----- EXTRACTED ENTRIES -----
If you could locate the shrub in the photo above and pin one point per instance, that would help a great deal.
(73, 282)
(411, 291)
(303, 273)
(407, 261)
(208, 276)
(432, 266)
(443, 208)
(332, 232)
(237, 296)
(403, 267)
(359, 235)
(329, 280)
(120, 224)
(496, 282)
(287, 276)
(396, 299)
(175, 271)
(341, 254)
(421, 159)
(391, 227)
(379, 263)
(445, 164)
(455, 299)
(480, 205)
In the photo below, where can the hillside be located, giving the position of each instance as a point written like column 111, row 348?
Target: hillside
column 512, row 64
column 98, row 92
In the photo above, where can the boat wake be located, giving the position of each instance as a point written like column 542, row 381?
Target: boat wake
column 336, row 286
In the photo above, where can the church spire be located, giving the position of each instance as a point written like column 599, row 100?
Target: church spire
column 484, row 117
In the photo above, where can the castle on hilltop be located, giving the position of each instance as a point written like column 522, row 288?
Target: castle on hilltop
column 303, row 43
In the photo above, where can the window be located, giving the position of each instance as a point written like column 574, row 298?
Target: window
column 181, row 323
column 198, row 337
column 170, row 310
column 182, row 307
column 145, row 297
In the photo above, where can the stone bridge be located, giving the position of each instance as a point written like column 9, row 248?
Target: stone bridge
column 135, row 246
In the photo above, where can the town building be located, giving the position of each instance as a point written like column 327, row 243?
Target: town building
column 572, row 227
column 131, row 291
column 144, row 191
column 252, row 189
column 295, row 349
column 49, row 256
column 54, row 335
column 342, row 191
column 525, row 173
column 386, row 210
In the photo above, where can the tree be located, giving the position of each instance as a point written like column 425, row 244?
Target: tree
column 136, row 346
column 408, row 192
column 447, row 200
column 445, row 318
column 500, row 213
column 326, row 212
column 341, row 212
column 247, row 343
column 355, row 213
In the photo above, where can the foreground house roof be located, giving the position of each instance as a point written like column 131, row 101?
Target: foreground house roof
-----
> PROBLEM DESCRIPTION: Search the listing for the word "house". Copy every line in which it occurs.

> REPLY:
In the photo above, where can the foreground house roof be located, giving the position of each instance as a point written like column 131, row 101?
Target: foreground house roof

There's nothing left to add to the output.